##### RECORDS #####
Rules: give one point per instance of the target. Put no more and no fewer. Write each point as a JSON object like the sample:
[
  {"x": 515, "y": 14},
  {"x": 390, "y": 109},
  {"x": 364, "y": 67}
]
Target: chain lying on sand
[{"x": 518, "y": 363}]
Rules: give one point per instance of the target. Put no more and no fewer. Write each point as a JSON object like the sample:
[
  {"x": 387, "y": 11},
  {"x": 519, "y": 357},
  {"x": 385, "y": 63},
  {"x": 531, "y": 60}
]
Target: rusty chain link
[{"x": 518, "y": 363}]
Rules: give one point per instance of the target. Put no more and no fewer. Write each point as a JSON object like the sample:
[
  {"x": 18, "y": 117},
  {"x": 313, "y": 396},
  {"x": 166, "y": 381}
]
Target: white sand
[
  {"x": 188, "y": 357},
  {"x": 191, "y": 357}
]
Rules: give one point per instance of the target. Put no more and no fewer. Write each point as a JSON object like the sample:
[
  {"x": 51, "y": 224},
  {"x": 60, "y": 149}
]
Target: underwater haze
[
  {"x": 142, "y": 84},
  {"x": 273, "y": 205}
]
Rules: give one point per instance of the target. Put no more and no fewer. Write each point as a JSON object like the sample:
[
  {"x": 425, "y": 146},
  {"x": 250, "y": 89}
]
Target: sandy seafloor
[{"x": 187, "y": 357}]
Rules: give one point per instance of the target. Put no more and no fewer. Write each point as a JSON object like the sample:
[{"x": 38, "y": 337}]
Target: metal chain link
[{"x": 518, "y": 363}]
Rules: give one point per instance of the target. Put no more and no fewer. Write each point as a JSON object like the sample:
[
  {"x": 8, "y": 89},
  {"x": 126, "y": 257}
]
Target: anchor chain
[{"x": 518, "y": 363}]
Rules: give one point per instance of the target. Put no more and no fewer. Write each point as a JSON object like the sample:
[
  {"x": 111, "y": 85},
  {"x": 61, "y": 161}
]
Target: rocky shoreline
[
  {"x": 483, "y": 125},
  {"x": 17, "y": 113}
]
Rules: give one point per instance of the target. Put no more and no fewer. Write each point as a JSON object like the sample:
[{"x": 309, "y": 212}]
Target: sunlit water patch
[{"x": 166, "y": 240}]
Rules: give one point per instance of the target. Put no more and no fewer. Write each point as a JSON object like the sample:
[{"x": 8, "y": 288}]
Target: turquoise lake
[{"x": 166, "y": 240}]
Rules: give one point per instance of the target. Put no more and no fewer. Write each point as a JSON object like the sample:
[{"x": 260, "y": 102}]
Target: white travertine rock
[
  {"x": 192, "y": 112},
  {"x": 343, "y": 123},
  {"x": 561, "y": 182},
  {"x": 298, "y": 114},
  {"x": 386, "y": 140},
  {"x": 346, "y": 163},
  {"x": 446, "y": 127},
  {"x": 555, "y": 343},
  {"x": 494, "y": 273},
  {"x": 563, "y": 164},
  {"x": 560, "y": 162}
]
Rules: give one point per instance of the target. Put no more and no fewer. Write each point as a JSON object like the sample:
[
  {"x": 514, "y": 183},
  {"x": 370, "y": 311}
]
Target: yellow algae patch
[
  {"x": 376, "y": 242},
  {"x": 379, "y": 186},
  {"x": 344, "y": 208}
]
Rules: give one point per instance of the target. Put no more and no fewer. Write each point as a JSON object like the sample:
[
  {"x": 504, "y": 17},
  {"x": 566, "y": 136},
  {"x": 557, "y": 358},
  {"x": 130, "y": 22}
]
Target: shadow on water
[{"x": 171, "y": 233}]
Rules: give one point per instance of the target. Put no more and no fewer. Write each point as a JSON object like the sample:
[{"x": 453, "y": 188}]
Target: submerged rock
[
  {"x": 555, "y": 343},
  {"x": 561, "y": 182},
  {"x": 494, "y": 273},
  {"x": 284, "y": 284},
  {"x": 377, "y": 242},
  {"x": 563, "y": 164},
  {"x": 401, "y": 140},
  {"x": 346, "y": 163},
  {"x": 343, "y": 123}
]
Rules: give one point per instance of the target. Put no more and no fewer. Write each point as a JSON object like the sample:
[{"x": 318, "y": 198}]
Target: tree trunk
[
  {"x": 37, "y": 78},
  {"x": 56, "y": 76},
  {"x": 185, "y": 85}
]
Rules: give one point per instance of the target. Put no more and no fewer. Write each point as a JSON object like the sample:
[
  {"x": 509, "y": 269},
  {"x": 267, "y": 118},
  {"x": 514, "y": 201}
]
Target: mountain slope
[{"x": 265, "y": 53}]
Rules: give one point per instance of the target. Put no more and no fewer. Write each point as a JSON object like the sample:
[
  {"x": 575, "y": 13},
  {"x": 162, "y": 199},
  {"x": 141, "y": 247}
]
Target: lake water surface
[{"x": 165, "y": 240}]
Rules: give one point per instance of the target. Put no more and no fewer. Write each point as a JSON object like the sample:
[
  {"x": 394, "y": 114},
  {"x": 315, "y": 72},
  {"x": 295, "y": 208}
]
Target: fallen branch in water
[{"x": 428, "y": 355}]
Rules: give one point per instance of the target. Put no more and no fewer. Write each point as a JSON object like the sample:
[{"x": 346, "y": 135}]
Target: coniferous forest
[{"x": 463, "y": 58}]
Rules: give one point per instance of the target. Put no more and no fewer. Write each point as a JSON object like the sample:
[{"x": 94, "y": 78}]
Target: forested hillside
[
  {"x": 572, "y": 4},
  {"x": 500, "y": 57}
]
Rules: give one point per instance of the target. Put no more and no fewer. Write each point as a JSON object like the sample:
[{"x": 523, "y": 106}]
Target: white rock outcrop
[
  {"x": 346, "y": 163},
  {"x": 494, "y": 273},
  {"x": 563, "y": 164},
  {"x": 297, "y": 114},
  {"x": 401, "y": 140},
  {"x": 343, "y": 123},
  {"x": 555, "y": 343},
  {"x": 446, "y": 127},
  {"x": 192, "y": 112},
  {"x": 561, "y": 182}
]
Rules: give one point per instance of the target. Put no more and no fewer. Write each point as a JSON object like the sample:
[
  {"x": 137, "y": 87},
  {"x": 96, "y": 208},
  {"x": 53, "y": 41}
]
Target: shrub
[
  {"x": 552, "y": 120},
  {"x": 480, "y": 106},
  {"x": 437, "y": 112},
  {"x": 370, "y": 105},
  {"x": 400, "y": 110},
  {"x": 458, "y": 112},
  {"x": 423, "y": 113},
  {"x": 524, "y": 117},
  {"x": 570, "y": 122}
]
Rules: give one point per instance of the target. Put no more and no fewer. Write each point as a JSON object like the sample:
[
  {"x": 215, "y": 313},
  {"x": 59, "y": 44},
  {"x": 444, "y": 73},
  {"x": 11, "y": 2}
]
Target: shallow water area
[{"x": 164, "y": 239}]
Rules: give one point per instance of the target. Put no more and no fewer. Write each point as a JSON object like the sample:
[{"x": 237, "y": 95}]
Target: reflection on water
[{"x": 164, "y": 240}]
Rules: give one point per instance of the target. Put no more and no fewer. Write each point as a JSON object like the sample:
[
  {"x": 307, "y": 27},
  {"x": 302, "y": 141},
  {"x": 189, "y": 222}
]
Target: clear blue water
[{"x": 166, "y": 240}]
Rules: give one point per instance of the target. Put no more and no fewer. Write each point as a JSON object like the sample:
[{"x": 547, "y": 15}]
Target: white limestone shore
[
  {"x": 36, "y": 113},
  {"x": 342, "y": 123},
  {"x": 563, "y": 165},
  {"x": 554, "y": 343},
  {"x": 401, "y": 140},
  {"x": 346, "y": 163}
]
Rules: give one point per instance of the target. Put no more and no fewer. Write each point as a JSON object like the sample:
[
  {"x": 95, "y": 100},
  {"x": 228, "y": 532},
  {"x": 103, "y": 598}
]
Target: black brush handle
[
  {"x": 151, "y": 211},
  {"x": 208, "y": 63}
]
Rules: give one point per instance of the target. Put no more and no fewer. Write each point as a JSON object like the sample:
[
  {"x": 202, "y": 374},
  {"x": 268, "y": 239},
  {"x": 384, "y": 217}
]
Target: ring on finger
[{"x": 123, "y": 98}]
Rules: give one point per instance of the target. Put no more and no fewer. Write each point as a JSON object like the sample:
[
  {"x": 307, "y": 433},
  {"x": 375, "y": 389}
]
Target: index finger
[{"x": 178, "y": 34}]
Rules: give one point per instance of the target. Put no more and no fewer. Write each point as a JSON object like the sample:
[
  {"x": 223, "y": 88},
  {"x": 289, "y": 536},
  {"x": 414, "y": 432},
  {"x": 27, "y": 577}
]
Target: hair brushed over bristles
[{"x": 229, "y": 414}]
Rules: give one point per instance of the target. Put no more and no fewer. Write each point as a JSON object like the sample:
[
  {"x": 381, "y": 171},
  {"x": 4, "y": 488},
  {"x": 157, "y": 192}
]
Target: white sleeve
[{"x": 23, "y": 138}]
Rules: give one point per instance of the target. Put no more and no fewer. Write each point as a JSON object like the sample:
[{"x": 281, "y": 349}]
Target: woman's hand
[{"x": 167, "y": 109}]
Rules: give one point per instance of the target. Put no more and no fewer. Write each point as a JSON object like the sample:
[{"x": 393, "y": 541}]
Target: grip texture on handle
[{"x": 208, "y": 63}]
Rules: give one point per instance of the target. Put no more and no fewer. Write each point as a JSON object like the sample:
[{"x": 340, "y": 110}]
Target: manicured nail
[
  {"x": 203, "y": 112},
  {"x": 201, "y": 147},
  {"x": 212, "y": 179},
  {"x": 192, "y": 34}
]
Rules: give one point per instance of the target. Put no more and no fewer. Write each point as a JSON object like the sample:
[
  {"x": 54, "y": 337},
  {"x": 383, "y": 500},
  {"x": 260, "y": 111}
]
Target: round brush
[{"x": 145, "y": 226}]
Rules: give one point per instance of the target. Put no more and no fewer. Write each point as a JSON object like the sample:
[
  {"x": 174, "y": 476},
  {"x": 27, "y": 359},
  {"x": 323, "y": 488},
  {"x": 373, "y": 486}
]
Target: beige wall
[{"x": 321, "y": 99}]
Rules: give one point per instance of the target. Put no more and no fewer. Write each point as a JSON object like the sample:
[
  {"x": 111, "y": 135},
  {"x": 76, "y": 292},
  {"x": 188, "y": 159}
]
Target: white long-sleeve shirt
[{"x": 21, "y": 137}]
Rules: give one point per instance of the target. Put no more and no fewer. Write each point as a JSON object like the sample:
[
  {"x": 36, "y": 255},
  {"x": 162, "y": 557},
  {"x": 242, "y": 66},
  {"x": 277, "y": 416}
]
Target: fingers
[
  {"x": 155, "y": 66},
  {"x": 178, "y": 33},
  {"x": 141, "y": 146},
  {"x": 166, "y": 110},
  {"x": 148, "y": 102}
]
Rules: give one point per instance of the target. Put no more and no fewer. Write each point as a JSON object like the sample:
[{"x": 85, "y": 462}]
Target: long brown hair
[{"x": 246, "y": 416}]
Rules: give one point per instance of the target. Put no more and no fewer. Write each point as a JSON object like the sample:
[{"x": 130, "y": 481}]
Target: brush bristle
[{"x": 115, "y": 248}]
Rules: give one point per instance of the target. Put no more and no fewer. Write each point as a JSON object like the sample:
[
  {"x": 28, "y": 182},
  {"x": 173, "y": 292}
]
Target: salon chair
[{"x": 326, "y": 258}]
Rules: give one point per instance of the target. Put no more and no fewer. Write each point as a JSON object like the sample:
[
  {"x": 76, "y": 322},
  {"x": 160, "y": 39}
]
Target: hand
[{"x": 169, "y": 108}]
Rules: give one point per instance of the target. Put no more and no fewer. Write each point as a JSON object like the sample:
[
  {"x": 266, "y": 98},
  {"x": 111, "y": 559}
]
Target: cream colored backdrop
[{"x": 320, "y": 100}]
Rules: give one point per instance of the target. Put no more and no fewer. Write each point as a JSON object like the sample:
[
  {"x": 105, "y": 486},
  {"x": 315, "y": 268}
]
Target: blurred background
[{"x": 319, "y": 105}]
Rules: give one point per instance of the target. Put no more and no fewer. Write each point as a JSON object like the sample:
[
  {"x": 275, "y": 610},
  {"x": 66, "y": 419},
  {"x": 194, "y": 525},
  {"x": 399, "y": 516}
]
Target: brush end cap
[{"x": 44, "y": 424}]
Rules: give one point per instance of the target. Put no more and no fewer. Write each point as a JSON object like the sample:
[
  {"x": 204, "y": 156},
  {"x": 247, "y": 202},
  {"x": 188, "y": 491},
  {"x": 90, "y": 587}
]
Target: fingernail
#####
YOUR INSTRUCTIONS | Report every line above that contains the word "lake".

WRITTEN SOLUTION |
Target: turquoise lake
Target: lake water surface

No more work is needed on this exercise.